* _TO BE DONE_
Copy out the lines of the material below exactly, beginning with the line that contains "Which spot sits on each instance of the upper" and continuing through the end of the material.

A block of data
***

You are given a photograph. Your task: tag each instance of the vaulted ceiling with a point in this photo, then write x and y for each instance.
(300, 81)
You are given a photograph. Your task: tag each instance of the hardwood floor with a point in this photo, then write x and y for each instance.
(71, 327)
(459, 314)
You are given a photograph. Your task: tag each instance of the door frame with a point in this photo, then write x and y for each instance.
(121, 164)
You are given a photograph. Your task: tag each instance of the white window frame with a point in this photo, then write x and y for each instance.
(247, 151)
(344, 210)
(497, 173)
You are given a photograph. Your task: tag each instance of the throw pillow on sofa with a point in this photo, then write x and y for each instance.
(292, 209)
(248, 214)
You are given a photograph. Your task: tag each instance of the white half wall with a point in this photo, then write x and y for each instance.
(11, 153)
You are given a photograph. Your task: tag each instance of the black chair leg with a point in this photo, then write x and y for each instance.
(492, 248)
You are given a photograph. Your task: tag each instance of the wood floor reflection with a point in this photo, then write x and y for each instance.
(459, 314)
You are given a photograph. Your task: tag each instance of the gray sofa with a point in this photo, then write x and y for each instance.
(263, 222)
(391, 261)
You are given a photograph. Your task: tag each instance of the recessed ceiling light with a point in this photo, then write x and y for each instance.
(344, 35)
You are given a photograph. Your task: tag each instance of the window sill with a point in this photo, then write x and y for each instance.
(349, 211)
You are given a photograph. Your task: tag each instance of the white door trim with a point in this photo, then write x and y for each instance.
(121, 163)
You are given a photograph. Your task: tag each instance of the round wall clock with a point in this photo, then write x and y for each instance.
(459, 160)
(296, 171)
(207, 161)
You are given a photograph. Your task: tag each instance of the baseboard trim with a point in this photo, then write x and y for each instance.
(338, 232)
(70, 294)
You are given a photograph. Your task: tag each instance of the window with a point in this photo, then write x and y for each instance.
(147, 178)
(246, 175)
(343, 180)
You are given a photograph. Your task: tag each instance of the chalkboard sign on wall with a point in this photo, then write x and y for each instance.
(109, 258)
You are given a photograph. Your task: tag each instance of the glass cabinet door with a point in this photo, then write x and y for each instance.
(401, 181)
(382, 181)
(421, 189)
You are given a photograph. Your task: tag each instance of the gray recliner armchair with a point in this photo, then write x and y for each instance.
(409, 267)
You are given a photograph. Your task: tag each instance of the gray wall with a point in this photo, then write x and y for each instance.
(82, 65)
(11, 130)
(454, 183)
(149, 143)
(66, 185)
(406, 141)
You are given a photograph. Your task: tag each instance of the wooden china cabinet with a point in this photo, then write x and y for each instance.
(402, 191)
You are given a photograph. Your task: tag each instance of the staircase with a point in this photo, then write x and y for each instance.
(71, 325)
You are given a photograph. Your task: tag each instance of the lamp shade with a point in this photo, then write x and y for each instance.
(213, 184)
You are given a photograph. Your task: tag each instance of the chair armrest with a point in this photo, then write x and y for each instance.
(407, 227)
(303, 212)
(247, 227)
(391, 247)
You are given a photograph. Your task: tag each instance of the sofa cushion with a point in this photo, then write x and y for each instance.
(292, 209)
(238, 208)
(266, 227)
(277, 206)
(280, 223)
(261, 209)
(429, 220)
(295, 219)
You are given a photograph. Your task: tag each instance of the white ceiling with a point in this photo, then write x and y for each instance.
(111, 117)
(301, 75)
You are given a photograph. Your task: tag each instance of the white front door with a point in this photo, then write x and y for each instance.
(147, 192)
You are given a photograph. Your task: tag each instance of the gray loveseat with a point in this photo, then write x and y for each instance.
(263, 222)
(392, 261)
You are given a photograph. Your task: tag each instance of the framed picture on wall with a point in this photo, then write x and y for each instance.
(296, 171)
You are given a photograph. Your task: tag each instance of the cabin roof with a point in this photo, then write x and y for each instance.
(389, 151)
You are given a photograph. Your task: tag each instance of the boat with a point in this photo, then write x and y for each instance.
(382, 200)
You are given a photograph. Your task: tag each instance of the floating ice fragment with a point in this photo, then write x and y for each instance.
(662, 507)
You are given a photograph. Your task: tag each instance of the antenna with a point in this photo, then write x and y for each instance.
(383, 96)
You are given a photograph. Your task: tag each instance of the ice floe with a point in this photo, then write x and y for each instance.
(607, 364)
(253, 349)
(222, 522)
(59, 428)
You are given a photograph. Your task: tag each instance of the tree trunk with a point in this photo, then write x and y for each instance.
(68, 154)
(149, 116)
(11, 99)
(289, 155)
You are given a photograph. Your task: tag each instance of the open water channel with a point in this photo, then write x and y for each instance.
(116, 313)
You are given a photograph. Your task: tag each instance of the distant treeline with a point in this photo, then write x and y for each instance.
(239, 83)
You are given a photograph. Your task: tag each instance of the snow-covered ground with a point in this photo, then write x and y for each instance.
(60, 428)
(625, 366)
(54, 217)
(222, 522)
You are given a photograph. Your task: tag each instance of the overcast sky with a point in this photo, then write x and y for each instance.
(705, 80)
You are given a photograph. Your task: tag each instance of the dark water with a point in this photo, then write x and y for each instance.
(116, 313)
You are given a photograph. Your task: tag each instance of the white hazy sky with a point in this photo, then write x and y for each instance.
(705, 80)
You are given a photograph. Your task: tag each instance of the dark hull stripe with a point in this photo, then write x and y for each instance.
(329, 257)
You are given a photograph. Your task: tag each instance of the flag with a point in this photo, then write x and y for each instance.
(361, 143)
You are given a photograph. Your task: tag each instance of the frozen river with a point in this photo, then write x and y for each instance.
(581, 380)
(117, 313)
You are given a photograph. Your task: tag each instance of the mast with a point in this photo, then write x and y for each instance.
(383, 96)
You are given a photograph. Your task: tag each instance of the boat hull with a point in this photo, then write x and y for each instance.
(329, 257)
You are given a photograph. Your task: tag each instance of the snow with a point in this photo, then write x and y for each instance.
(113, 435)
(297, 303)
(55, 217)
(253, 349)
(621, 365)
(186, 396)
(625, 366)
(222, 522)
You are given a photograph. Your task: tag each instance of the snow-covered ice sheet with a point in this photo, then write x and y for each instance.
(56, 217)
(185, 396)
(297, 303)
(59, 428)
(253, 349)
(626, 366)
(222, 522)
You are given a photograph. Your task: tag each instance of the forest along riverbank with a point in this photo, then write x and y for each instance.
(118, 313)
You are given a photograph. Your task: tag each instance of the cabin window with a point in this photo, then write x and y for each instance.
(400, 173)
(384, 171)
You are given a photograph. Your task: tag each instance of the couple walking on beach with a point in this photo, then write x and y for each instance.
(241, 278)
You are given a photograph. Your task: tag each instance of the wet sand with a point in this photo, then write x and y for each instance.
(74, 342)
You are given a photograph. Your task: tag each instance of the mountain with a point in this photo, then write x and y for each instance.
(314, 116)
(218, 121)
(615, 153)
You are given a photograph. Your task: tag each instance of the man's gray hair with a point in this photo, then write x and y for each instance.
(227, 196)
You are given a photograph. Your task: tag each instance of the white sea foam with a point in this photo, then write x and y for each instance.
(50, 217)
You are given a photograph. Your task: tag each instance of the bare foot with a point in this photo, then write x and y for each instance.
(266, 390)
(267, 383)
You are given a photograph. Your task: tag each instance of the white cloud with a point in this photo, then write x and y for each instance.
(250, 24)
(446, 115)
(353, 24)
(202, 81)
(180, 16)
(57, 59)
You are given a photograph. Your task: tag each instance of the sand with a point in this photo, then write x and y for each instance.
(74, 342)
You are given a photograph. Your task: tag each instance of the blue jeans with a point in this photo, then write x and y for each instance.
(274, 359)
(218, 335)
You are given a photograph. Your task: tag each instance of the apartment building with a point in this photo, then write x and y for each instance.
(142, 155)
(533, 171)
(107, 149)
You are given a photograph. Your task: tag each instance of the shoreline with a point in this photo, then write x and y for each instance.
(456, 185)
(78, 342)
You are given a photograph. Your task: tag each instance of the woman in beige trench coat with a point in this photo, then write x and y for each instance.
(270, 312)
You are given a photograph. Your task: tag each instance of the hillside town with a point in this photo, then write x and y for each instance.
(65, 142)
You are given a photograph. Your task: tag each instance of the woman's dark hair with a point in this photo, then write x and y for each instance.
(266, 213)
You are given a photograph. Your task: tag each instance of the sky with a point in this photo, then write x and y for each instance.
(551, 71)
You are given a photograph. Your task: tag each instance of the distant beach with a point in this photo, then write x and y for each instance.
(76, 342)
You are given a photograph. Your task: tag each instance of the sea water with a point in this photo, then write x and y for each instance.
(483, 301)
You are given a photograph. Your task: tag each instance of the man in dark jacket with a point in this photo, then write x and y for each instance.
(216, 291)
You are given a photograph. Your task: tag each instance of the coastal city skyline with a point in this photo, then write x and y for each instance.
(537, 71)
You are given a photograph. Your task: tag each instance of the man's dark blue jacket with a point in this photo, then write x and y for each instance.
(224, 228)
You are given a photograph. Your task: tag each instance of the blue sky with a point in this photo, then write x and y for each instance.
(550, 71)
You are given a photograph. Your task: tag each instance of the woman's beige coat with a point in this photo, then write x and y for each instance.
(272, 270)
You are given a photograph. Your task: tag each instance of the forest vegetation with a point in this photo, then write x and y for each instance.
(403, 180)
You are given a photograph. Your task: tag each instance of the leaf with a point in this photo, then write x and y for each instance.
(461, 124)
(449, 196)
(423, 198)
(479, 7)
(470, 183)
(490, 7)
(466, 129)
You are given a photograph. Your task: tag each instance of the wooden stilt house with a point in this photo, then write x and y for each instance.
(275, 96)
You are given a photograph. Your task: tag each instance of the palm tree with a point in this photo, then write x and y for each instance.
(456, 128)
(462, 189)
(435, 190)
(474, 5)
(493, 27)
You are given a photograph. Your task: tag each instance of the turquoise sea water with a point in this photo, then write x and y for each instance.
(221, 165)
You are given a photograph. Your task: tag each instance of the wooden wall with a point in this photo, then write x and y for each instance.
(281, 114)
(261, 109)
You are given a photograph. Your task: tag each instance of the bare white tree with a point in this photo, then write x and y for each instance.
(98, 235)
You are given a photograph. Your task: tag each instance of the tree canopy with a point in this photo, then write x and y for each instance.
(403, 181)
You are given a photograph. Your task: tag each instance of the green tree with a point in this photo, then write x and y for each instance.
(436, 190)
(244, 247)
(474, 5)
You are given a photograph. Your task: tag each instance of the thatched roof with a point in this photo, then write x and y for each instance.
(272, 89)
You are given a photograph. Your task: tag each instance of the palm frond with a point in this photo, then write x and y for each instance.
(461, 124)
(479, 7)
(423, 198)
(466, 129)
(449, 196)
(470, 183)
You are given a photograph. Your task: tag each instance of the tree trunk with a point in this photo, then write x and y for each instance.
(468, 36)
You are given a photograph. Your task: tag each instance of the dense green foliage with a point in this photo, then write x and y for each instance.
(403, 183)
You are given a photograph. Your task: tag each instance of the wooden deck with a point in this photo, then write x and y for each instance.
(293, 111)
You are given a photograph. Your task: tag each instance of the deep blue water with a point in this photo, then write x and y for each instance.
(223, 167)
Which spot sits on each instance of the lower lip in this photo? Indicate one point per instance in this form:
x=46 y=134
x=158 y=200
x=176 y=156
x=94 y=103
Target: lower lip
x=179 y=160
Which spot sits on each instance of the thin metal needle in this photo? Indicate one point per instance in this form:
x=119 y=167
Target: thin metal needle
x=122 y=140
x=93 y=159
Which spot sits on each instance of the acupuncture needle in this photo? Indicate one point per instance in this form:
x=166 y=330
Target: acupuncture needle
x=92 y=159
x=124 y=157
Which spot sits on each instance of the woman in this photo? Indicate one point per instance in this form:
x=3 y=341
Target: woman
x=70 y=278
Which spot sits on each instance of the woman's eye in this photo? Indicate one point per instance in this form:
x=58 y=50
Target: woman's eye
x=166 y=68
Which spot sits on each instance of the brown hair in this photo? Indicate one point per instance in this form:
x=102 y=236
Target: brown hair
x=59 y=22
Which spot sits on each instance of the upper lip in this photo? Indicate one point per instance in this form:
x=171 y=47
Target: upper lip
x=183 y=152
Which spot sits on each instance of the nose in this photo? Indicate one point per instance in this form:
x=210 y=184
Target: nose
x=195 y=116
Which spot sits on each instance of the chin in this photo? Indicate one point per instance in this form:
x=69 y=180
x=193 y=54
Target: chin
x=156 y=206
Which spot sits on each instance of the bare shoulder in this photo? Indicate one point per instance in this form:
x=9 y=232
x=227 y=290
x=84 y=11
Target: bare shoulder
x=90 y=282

***

* _THE SOLUTION_
Which spot sits on each instance of the upper lip in this photo? Indicate one point per instance in this form:
x=171 y=47
Target: upper lip
x=183 y=152
Which spot sits on each instance of the nose in this photo? Indicate one point per instance in this form:
x=210 y=184
Target: nose
x=195 y=116
Which spot sits on each instance of the chin in this photo? Indicate one point per instance in this form:
x=69 y=180
x=193 y=54
Target: chin
x=156 y=206
Which spot sits on each instance of the bare shoulder in this photo? Indicate one point per instance in this form:
x=9 y=232
x=227 y=290
x=84 y=11
Target: bare shoulder
x=90 y=282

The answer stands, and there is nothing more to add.